* [The task]: The answer must be an exact transcription of all the records below.

* * * * *

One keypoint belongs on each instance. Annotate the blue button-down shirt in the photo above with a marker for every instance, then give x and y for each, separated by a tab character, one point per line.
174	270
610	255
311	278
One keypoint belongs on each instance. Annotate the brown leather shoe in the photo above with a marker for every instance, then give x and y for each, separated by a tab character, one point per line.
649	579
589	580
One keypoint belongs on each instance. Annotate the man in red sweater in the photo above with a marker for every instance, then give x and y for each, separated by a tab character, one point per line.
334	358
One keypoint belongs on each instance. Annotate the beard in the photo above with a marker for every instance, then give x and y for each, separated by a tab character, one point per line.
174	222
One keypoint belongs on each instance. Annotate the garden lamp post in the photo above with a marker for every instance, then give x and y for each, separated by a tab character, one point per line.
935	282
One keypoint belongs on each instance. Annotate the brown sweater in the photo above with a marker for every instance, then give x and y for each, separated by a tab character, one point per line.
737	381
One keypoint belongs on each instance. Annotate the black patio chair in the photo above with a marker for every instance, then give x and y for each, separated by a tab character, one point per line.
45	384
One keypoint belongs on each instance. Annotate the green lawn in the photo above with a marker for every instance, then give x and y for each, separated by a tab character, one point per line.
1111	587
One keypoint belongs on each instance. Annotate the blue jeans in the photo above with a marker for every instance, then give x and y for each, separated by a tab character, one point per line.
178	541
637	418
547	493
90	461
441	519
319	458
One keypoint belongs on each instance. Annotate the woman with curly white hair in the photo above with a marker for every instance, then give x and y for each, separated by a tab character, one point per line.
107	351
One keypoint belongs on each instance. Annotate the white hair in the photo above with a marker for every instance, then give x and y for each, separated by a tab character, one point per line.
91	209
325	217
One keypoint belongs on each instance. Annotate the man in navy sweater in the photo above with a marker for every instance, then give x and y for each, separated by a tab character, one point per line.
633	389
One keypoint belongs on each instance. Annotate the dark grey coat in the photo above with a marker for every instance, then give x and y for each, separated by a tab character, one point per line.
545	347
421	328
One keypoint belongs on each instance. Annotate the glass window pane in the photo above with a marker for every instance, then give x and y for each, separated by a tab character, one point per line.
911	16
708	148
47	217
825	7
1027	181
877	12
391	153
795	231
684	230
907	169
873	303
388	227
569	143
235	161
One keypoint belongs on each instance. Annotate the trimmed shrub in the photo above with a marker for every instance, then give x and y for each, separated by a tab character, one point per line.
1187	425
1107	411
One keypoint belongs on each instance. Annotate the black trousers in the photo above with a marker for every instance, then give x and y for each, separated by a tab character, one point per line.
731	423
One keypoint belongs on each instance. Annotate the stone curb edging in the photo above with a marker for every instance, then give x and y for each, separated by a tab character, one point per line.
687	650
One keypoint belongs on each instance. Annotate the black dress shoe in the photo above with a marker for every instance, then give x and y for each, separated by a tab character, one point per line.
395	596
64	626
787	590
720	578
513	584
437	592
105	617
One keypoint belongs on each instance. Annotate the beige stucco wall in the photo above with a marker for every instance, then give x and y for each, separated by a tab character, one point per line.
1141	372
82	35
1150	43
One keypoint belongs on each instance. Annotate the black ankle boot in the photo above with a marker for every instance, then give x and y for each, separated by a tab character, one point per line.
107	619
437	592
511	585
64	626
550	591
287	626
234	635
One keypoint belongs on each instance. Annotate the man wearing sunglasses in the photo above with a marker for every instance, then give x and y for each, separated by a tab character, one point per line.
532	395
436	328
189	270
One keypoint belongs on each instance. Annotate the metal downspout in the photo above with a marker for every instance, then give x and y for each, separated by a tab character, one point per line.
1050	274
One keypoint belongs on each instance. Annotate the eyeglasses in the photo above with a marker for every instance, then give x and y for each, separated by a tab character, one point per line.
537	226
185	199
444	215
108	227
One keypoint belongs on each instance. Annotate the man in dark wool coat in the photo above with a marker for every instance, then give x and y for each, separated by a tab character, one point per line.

* * * * *

* [Response area]:
One keypoint belongs on each instance. Annotate the blue button-down shirt in the photo above with a marker for every instance, then give x and y for each, separated by a tab character, one point per line.
174	270
610	255
311	278
One keypoint belongs on each instance. Annotate the brown leather shoe in the photo above with a marker for every instance, then give x and y for each, separated by a tab character, one point per line.
649	579
589	580
One keypoint belongs on each instance. Annotate the man in red sweater in the photo above with a marker for every instance, then give x and y for each, separated by a tab character, one point per line.
334	358
One keypoint belongs on each instance. Annotate the beard in the photo above with a marker for every instance, then give x and y for each, separated by a tab character, one point per line.
174	222
One keypoint belongs on each instance. Annotate the garden lamp post in the photo above with a marker for every instance, then give x and y for each, separated by a tab character, one point per line.
935	282
One keypoint belongs on each instance. Annotate the brown sweater in the photo above with a marker for every instance, then give x and y for each, separated by a tab character, one point per line.
737	381
One keypoint belongs on each instance. Annotate the black patio chair in the photo above with a marker for every instance, then give x and y for each, separated by a tab character, one point per line.
45	384
One keypoint belongs on each instance. Annotate the green lawn in the photo above with a marker for every instance, then give x and y for each, separated by a tab character, one point per line.
1111	587
One keypoint belongs on each instance. Annotate the blue jeans in the photo above with a marker for every instance, then give x and y for each, separated by a tab character, one point per line.
178	541
637	418
547	493
90	461
441	519
319	458
One keypoint belongs on each instance. Annotate the woman with curly white hair in the photo above with a marker for every instance, then give x and y for each, separated by a tab character, one point per line.
107	351
One keypoint belongs on each instance. Annotate the white hair in the photo above with a marker for every instance, then give x and y for each, separated by a tab character, one point per line.
91	209
325	217
One keypoint belongs on each instance. Annotate the man in navy sweater in the photo above with a marker for every instance, then give x and y for each, separated by a tab character, one point per line.
633	389
One keypoint belongs on each instance. Annotate the dark grey coat in the photo above with a marker for every instance, then give x and y for each, separated by a tab character, one point per line.
545	347
421	328
One keypoint belongs on each instance. Annotate the glass window pane in the photo above with a marker for every instance, then give x and y for each, separated by a tab character, one point per line.
911	16
708	148
47	217
825	7
1027	181
877	12
391	153
795	231
684	230
907	169
873	303
388	227
569	143
235	161
One keypoint belongs on each instance. Annotate the trimmed shrub in the photo above with a marker for every instance, then give x and y for each, separated by a tab character, one point per line.
1187	425
1107	411
One keypoint belongs on each instance. Annotate the black trousers in the photo above with a marker for every instance, then give x and y for each, separated by a tab character, one point per line.
731	423
One keypoint belongs on each instance. Annotate the stone curb edging in the photo above with a marker for every instance, then give x and y for each, separated by a tab character, one point per line.
687	650
One keypoint belongs on each instance. Annotate the black dress shoe in the photo above with a marker for every instance, then give x and y for each, separated by a tab character, one point per line.
395	596
64	626
787	590
720	578
513	584
437	592
105	617
One keypoint belongs on each instance. Annotate the beige stucco wall in the photo above with a marker for every instance, then give x and y for each, separated by a tab character, one point per line.
1141	372
82	35
1150	43
One keypoint belongs on each instance. Annotate the black ankle boot in the photo above with a marker for every instance, then give x and y for each, separated by a tab character, one point per line.
107	619
437	592
511	585
64	626
550	591
287	626
234	635
One keypoint belongs on each instance. Annotate the man wearing sunglasses in the photo above with a marker for every instance, then give x and y for each, separated by a tab character, one point per line.
532	395
436	328
189	270
One keypoint belongs on each instance. Annotate the metal downspout in the photo above with a marker for every instance, then give x and y for each, separated by a tab character, one point per line.
1050	274
One keypoint belongs on each instance. Annotate the eyeglasses in the photo above with a marker for every instance, then give x and y for each, separated by a tab character, one point per line.
537	226
185	199
444	215
108	227
One keypoint belongs on each instance. Annotate the man in dark wool coat in the photo above with a marker for every instance, then give x and y for each, separated by a tab character, one point per line.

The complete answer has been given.